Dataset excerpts
--------------------

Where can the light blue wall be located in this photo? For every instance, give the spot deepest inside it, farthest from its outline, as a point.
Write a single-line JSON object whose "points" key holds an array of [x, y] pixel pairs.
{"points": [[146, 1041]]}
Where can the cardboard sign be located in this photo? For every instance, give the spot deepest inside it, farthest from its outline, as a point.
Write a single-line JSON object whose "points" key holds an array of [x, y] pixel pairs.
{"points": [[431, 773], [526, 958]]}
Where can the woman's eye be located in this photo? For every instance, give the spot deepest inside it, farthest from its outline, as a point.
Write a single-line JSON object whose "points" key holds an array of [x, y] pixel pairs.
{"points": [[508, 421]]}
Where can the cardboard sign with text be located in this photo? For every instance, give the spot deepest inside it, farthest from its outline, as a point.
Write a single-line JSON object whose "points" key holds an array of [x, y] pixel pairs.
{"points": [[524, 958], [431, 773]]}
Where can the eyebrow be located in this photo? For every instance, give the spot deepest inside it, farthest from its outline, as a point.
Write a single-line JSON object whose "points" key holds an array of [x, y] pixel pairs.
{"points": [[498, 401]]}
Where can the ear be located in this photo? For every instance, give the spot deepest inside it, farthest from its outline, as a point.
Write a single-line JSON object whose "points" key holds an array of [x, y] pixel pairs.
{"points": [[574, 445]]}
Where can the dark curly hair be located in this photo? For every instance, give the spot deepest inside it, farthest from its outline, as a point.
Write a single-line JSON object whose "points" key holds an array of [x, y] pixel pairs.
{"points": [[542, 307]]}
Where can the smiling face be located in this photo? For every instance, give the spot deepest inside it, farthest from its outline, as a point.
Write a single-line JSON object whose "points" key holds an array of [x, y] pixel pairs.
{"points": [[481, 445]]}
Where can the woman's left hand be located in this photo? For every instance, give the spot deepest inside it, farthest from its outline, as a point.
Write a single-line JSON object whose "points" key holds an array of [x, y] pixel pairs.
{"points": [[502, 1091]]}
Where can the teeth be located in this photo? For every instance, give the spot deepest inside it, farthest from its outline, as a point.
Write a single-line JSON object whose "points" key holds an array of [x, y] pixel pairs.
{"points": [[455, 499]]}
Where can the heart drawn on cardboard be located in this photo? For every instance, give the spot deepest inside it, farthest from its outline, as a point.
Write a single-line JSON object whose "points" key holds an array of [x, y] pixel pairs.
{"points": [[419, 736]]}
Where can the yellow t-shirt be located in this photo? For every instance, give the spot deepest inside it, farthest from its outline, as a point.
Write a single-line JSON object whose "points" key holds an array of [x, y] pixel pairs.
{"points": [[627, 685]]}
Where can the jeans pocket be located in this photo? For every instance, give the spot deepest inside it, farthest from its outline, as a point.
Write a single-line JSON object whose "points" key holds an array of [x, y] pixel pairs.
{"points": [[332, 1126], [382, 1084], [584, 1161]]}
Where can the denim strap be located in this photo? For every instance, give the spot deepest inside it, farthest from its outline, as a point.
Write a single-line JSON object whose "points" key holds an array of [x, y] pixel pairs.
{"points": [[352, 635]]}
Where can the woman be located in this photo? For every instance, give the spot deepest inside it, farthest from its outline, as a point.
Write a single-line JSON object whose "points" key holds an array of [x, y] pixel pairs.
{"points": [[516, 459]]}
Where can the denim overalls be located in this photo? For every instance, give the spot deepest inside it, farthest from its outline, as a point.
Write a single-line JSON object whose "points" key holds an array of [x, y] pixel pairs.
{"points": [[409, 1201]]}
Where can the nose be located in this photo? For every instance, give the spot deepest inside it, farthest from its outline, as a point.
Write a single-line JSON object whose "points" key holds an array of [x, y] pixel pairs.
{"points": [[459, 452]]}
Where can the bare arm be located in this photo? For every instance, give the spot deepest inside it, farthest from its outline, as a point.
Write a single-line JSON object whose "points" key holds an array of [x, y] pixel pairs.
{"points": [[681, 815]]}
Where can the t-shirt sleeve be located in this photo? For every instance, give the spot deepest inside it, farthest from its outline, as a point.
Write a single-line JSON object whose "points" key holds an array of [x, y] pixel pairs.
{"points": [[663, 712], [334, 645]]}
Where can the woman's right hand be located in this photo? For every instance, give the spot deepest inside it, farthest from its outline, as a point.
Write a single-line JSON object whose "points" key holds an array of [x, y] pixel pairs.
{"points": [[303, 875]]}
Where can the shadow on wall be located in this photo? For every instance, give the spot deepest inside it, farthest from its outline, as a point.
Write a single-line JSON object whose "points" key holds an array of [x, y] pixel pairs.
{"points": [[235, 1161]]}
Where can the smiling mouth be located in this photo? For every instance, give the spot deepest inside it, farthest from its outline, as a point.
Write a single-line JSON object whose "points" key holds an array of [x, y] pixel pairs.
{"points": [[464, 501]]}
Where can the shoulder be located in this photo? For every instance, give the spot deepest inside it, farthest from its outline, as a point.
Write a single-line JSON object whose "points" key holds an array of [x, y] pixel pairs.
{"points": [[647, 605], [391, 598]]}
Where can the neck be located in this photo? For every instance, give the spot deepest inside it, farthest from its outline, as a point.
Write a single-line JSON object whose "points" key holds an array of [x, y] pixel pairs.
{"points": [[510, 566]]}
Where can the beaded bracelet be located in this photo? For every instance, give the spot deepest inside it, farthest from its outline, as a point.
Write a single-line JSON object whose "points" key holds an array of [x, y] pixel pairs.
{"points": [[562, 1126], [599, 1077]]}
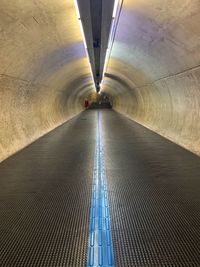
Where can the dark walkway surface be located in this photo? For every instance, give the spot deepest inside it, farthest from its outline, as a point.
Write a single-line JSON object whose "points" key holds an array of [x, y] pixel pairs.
{"points": [[45, 195], [154, 192]]}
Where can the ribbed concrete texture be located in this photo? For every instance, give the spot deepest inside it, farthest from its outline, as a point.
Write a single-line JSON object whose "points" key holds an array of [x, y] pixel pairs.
{"points": [[154, 70], [44, 70]]}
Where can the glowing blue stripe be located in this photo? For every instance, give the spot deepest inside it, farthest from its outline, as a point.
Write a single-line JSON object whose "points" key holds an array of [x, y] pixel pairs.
{"points": [[100, 249]]}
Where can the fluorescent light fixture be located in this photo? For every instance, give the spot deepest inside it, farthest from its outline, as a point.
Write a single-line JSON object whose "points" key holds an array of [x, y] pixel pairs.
{"points": [[83, 36], [116, 3], [77, 9], [115, 8]]}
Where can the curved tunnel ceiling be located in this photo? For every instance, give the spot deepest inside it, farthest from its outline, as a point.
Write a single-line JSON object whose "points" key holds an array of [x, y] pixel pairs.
{"points": [[153, 73], [44, 68], [154, 69]]}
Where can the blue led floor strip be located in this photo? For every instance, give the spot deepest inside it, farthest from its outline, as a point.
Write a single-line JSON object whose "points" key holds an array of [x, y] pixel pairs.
{"points": [[100, 249]]}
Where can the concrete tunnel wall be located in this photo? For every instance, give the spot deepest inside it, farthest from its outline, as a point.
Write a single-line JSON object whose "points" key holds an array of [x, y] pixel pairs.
{"points": [[154, 70], [44, 70], [153, 73]]}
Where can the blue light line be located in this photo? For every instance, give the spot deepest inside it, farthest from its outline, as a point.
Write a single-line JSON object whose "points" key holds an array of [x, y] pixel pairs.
{"points": [[100, 248]]}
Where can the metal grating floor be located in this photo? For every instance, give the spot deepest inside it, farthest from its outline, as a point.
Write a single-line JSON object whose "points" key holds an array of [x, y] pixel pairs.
{"points": [[45, 195], [154, 190]]}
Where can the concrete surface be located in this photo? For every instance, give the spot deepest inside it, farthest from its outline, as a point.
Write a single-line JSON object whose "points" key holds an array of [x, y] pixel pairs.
{"points": [[154, 70], [44, 71]]}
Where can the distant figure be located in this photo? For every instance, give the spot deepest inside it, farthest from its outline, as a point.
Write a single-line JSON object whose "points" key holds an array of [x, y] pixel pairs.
{"points": [[86, 104]]}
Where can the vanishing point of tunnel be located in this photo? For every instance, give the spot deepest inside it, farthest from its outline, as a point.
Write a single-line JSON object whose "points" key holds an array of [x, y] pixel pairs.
{"points": [[100, 133]]}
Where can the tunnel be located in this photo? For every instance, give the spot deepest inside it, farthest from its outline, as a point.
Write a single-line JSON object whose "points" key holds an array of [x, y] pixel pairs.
{"points": [[100, 133]]}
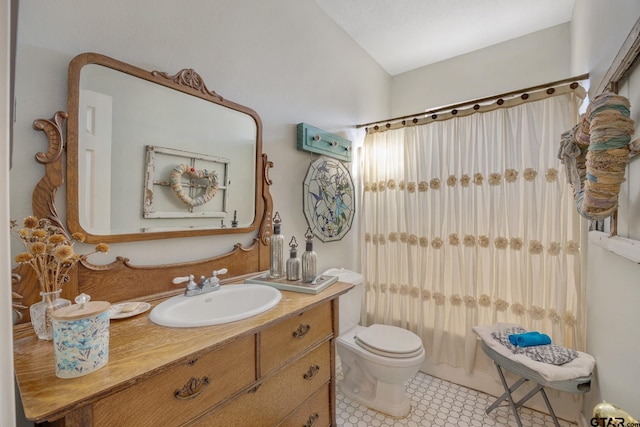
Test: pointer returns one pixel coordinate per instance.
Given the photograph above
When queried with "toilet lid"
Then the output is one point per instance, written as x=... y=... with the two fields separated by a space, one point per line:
x=389 y=341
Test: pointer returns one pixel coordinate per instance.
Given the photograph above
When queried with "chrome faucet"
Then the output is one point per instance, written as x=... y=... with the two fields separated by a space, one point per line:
x=206 y=284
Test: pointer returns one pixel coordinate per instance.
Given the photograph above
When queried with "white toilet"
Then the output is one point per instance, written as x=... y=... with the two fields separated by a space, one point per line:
x=376 y=360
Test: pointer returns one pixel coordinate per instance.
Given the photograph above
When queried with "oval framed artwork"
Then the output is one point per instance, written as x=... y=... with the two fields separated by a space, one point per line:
x=328 y=199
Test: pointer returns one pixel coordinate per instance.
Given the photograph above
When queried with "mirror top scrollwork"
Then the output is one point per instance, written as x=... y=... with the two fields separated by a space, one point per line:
x=154 y=155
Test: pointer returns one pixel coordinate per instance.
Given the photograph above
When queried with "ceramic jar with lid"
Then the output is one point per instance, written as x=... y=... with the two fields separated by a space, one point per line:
x=81 y=337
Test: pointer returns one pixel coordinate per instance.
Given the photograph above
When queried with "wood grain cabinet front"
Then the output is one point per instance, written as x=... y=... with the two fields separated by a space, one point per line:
x=294 y=335
x=314 y=412
x=281 y=394
x=182 y=391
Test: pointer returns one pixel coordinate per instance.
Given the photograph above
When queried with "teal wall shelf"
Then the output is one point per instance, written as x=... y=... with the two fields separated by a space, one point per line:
x=321 y=142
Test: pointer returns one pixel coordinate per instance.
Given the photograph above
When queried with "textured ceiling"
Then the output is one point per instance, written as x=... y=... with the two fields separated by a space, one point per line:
x=402 y=35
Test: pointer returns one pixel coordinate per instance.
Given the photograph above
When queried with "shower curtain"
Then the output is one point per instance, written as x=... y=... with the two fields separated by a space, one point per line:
x=470 y=221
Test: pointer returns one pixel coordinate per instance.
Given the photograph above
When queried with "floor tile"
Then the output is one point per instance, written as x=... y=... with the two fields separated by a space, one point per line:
x=436 y=402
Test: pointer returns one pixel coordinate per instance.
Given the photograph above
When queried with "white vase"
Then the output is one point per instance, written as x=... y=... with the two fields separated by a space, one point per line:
x=41 y=313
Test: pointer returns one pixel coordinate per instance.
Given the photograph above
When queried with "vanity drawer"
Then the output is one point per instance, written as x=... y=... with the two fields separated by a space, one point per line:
x=293 y=336
x=278 y=395
x=178 y=394
x=314 y=412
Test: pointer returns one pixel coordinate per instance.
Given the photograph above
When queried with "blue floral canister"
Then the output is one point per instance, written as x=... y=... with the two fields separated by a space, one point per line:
x=81 y=337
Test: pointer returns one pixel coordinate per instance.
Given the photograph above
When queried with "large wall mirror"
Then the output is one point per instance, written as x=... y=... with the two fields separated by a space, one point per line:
x=153 y=155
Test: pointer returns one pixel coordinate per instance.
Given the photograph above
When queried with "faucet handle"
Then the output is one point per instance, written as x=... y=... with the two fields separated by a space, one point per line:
x=189 y=278
x=215 y=273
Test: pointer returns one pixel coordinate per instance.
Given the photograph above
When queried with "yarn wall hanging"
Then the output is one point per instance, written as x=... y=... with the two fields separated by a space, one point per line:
x=175 y=180
x=595 y=154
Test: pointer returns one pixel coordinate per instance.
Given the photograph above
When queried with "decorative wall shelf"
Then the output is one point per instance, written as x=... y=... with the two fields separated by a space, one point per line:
x=321 y=142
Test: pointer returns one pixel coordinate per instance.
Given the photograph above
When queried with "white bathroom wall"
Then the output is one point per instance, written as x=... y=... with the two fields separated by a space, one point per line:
x=7 y=400
x=527 y=61
x=283 y=58
x=613 y=290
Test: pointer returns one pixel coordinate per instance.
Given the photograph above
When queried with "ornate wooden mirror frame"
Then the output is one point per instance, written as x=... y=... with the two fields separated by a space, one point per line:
x=121 y=280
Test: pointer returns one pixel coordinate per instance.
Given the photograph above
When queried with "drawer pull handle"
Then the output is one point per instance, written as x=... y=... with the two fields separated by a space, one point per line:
x=312 y=420
x=192 y=388
x=301 y=331
x=313 y=370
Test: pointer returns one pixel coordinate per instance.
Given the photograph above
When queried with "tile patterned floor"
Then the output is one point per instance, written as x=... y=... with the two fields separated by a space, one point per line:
x=436 y=402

--------------------

◆ **Task directions**: Repeat, exactly as they stand above, the lines from the line with "Where can the cardboard sign be" to the line with "Where can the dark curly", both lines included.

◆ **The answer**:
Where can the cardboard sign be located in this photo? For every instance, give the spot deepest inside it, farthest from its outline, as a point.
Write a single-line JSON object whose "points" key holds an array of [x, y] pixel pairs.
{"points": [[431, 773], [526, 958]]}
Where can the woman's eye be located in this photo? For every instance, give the spot deepest inside it, farthest from its outline, as a point.
Write a single-line JSON object whose "points" key holds an array of [x, y] pixel pairs.
{"points": [[508, 421]]}
Where can the cardboard sign with text be located in this photo? For every instance, give the spot deepest inside it, farthest from its outline, as a point.
Write a single-line JSON object whose "points" key holds an array of [x, y] pixel pairs.
{"points": [[524, 958], [431, 773]]}
Where can the eyebrow be located in this photo? For every instance, give the spot deepest inside it, farthest from its outline, as a point.
Write a single-line JSON object whose "points" key holds an array of [x, y] pixel pairs.
{"points": [[498, 401]]}
Where can the ear be located in this photo? For every instance, give the spot deepest inside it, farthest from its outline, as a point.
Write a single-line JSON object whose "points" key holds an array of [x, y] pixel pairs.
{"points": [[574, 445]]}
Where can the dark curly hair be located in this photo? For every instance, give the spot deepest inside it, farthest from its outline, as a point.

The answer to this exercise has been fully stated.